Text for analysis:
-=-=-

Millions of bacteria are inside or on the surface of our bodies at any one time and are necessary for good health because they help us digest foods and keep harmful bacteria at bay. More recently, we have learned that they also modulate the strength of our immune system, which could be important in fighting off cancer.
A team of researchers including Drs. Peter Yu and Stefan Kachala of the Hartford HealthCare Cancer Institute seeks to investigate this further as part of a new study backed by a $2.2 million National Institutes of Health grant. “Modulation of Lung Immune Responses to Viral Infection” is based out of Connecticut’s Jackson Laboratory and headed by Principal Investigator Karolina Palucka, PhD. Drs. Yu and Kachala are sub-investigators.
Dr. Yu, physician-in-chief of the Cancer Institute, said the research will probe the immune system’s response to lung cancer and examine the interactions between the cancer and the patient’s immune system where the tumor is located in the body.
Lung cancer, he said, is one type of cancer that frequently produces molecules that shut down the immune system. A new class of drugs, known collectively as “checkpoint inhibitors,” has transformed the treatment of lung cancer by reactivating the immune system. But in some cases, the cancer “sets up a barrier so the re-energized immune cells can’t get in to help,” he added.
“The tumor and the surrounding normal tissues constitute a microenvironment and we need to understand the interplay between the cancer and its host cells.”
“We want to know what the immune system is doing to fight the lung cancer,” Dr. Yu said. “The immune system is supposed to protect us from internal and external threats, but if the cancer is blocking it, how effective is it? And what else can be done? What role, if any, do the bacteria that inhabit our bodies play in this?
The study is based on two ideas:
- The human microbiome – the name given to the colony of bacteria living in each body – has an important role in the fight against cancer that must be better understood.

-=-=-

Supplied data:
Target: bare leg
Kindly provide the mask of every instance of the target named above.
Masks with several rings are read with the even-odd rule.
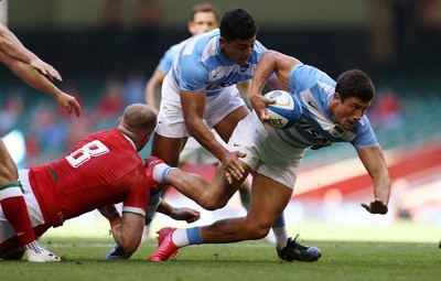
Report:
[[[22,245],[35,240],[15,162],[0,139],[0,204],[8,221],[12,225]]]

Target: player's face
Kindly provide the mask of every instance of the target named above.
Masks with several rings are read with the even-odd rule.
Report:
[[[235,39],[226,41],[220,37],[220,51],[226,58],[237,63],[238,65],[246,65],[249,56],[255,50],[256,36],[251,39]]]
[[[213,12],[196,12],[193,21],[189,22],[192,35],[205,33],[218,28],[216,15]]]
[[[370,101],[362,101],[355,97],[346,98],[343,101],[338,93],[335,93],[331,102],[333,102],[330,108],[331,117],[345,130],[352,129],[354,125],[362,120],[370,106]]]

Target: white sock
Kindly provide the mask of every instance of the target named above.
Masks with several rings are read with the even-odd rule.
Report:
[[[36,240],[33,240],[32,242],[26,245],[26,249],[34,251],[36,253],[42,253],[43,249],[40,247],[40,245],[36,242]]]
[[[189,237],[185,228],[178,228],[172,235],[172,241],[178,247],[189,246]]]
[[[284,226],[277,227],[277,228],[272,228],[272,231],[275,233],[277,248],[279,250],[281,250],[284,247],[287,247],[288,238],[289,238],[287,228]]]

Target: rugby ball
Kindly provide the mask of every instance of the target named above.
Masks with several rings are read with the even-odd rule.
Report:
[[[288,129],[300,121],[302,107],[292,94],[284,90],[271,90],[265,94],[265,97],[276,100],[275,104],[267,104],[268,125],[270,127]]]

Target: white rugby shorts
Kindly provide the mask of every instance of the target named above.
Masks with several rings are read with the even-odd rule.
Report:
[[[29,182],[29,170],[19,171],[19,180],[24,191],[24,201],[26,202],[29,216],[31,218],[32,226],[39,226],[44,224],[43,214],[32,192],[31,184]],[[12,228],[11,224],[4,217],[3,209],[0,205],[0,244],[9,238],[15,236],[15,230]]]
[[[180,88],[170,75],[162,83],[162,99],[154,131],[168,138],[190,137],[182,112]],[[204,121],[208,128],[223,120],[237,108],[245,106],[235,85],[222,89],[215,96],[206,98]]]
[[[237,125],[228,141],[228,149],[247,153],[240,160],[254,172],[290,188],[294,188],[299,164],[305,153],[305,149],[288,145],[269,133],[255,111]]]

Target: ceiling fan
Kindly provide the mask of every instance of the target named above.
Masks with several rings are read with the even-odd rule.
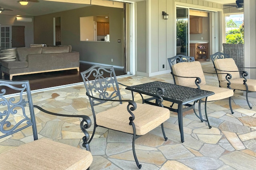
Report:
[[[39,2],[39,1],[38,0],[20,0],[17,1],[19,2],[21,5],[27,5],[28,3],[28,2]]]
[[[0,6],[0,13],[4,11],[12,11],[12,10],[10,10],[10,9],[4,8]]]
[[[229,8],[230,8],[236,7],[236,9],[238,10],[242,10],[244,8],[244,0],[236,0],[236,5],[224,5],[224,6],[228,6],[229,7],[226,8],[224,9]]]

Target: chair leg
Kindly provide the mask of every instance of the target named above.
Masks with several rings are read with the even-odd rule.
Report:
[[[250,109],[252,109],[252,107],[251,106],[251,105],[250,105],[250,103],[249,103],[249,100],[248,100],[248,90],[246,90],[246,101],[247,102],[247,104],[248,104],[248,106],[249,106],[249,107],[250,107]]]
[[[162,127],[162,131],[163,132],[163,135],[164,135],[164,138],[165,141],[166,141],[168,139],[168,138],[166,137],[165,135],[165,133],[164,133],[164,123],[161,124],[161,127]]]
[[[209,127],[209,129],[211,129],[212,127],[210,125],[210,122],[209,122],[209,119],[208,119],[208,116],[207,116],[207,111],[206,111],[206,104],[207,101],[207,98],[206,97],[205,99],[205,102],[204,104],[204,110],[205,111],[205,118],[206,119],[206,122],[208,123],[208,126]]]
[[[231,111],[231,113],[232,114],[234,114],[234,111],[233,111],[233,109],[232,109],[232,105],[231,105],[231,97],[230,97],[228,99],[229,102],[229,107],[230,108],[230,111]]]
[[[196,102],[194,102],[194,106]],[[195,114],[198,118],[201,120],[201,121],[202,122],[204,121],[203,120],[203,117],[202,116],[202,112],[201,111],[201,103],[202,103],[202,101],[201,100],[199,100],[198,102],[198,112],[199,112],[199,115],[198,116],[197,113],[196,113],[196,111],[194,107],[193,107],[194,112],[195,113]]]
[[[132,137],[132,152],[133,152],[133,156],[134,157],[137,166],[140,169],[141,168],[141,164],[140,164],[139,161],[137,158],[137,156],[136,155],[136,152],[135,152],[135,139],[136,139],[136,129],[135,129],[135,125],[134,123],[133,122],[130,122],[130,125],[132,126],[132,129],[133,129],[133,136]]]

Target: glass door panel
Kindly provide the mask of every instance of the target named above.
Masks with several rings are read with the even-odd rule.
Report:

-=-=-

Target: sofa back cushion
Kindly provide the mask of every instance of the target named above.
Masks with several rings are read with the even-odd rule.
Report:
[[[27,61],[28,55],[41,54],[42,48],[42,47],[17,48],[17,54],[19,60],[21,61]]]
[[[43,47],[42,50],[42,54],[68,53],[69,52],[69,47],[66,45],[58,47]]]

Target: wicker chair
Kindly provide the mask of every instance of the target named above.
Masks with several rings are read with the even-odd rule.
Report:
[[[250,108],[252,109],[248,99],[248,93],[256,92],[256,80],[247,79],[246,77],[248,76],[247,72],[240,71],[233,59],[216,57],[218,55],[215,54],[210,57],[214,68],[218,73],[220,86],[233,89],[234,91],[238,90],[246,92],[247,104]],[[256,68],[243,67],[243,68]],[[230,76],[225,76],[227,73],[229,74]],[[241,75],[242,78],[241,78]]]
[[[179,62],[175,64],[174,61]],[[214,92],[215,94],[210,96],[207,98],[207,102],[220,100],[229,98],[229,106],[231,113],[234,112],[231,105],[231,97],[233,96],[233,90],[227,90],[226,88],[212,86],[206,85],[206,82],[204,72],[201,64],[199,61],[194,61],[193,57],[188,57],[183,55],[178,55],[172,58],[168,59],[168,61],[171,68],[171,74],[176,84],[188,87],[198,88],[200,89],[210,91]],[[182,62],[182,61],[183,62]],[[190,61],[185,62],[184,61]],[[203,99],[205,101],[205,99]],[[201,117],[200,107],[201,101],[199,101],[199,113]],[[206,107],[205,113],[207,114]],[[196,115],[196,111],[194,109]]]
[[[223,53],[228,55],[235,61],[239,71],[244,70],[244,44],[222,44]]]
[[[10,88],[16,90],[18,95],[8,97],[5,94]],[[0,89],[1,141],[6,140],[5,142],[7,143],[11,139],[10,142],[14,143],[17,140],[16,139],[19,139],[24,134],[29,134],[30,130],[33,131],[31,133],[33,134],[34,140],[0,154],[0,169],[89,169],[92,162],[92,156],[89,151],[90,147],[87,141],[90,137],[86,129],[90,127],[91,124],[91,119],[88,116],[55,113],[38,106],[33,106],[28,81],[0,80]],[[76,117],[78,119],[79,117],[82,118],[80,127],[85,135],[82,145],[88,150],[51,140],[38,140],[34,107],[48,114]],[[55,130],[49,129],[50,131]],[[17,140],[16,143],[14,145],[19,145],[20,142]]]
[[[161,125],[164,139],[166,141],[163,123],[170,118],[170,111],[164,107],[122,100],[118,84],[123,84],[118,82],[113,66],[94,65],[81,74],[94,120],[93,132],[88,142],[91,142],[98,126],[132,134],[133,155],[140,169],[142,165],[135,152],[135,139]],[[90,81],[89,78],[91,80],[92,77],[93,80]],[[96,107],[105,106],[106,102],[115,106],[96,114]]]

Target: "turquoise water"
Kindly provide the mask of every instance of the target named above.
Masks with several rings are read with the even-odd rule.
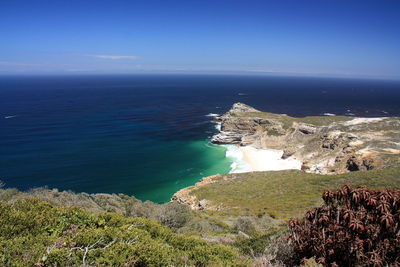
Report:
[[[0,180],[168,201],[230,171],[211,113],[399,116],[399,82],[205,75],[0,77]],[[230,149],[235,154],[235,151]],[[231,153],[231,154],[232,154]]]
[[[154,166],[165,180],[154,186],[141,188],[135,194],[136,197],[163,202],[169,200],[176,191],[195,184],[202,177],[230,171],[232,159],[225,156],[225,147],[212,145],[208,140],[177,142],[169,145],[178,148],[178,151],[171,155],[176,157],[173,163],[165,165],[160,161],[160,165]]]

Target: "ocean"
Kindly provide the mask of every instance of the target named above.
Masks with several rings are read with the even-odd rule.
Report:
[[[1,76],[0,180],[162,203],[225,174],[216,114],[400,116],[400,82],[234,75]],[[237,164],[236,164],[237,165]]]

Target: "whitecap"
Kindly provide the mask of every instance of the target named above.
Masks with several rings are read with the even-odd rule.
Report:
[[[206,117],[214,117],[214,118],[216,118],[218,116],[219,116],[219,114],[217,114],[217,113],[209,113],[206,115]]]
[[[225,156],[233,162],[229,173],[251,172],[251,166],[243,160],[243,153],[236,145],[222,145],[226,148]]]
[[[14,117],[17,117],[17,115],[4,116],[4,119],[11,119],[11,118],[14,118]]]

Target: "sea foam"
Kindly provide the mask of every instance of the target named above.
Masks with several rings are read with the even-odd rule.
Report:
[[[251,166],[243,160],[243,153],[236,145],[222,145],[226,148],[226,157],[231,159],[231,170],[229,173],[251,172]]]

-=-=-

Problems to work on:
**A)** Based on the article about bacteria and lung cancer research, decide whether each statement agrees with it: (i) The study is funded by a $2.2 million grant from the National Institutes of Health. (ii) Dr. Peter Yu is the study's Principal Investigator. (iii) Checkpoint inhibitors work by reactivating the immune system. For each, answer yes or no and quote the words from the article that decide it.
**B)** Carry on the article about bacteria and lung cancer research from the point where it stops.

Your written answers:
**A)**
(i) Yes: "backed by a $2.2 million National Institutes of Health grant"
(ii) No: "headed by Principal Investigator Karolina Palucka, PhD. Drs. Yu and Kachala are sub-investigators."
(iii) Yes: "has transformed the treatment of lung cancer by reactivating the immune system"

**B)**
- There is potential to harness understanding of the microbiome’s role to identify ways to boost immunity against cancer. That could include developing a medication that replicates the bacteria’s benefit or learning how diet might result in a human microbiome that is better for health.
“We know that not all bacteria is bad. We need to investigate the effect of the human microbiome in a patient with lung cancer – on the strength of the immune system to fight the cancer,” Dr. Yu said.
The Cancer Institute team will recruit 100 patients newly diagnosed with lung cancer to participate in the study. When Dr. Kachala, a surgeon, removes the cancerous portion of the patient’s lung, a piece will be sent to Dr. Palucka’s lab where researchers will isolate the immune cells. The tissue will be exposed to viruses in the lab to gauge the reaction of the immune system. At the same time, samples of the bacteria livening inside the mouth will be collected to study the microbiome.
“They will note how robust the reaction is – whether it’s strong or has been shut down, which can happen with cancer,” Dr. Yu said, referring to the work performed by U.S and Japanese investigators who were awarded the 2018 Nobel Prize in Medicine.
“This is the real science that can lead to a better understanding of the role diet and nutrition plays in a healthy immune system that can fight off cancer and other diseases. Dr. Yu said.